§ **Exercise task**
Please rewrite the material below with "Target" renamed to "Item" everywhere it occurs, changing nothing else.

# # # # #

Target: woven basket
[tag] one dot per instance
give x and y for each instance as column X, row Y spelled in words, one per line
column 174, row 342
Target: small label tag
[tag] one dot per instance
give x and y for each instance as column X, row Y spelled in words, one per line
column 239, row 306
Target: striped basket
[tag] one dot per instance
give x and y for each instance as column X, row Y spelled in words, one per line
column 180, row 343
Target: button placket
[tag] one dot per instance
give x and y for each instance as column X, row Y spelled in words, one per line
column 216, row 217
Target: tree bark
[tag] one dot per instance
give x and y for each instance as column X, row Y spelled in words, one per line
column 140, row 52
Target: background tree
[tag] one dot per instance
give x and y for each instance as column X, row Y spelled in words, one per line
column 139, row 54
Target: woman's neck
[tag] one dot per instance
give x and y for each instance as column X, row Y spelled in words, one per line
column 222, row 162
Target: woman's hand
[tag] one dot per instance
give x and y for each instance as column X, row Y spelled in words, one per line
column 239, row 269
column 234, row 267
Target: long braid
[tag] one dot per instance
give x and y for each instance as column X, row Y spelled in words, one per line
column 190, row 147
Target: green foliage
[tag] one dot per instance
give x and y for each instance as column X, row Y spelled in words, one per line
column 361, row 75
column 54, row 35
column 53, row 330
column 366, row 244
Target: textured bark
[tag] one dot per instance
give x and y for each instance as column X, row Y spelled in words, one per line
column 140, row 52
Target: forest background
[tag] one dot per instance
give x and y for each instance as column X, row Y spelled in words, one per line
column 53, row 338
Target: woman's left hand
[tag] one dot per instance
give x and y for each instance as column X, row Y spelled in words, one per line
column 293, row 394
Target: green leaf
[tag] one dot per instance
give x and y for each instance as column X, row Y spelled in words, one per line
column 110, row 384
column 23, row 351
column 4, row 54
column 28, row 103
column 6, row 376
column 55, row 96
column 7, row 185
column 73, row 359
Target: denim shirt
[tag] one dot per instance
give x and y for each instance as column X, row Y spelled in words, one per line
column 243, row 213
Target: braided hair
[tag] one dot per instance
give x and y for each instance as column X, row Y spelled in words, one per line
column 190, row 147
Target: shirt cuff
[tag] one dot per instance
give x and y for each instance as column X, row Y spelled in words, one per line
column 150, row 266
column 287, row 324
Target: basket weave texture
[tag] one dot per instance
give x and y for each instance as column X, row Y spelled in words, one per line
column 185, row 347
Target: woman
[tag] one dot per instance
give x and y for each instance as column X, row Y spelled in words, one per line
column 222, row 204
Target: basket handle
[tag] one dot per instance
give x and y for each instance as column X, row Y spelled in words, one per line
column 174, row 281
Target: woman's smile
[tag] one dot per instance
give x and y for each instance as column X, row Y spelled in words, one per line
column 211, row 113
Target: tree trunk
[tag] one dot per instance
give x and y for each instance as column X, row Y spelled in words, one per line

# # # # #

§ **Output for this exercise**
Item: woven basket
[tag] one dot per instance
give x and y for each instance as column X, row Y spelled in words, one per line
column 174, row 342
Item: small label tag
[tag] one dot per instance
give x and y for each instance as column X, row Y spelled in words, one per line
column 239, row 306
Item: striped basket
[tag] one dot per instance
give x and y for each instance as column X, row Y spelled in words, one per line
column 180, row 343
Item: button placket
[tag] one dot per instance
give x and y for each instance as column X, row Y spelled in words, one per line
column 216, row 217
Item: tree bark
[tag] one dot per instance
give x and y for each instance as column X, row Y spelled in words, one per line
column 140, row 52
Item: background tree
[tag] one dot per instance
give x and y for each instance as column X, row Y spelled in words, one per line
column 139, row 54
Item: woman's neck
[tag] one dot per instance
give x and y for each instance as column X, row Y spelled in words, one per line
column 222, row 162
Item: woman's hand
[tag] one dot per instance
give x and y for each instance as column X, row Y spelled in words, one per line
column 239, row 269
column 234, row 267
Item: long braid
[tag] one dot per instance
give x and y for each instance as column X, row Y spelled in words, one per line
column 190, row 147
Item: green foliage
[tag] one dot per instance
give x and y for each instance as column X, row Y spelled in words, one per line
column 361, row 75
column 54, row 35
column 53, row 330
column 366, row 244
Item: textured bark
[tag] one dot per instance
give x and y for each instance as column X, row Y spelled in words, one per line
column 140, row 52
Item: forest background
[tag] one dot per instance
give x and y for each instance as column X, row Y spelled in words, one per line
column 53, row 338
Item: woman's left hand
[tag] one dot per instance
give x and y for each instance as column X, row Y spelled in words, one per line
column 293, row 394
Item: green leaf
[tag] one dot per instance
give x and y for each instance as column X, row Y spelled in words, one per line
column 110, row 384
column 23, row 351
column 4, row 54
column 28, row 103
column 6, row 376
column 55, row 96
column 7, row 185
column 73, row 359
Item: denim shirt
[tag] one dot per instance
give x and y for each instance as column X, row Y spelled in words, one per line
column 243, row 213
Item: braided hair
[tag] one dot per instance
give x and y for each instance as column X, row Y spelled in words, one per line
column 190, row 147
Item: shirt cuff
[tag] one dot per instance
give x and y for each instance as column X, row Y spelled in words, one per line
column 150, row 266
column 287, row 324
Item: basket weave texture
[tag] one dot per instance
give x and y for each instance as column X, row Y spelled in words, one per line
column 185, row 347
Item: woman
[tag] one dot per instance
give x and y for each instance as column X, row Y spelled in words, one per line
column 222, row 204
Item: basket handle
[tag] one dot per instance
give x and y for each instance as column X, row Y spelled in words, one per line
column 174, row 281
Item: woman's smile
[tag] one dot per instance
give x and y for each instance as column X, row Y spelled in words, one per line
column 211, row 113
Item: tree trunk
[tag] one dot per instance
give x and y for each instance as column X, row Y spelled in words, one per line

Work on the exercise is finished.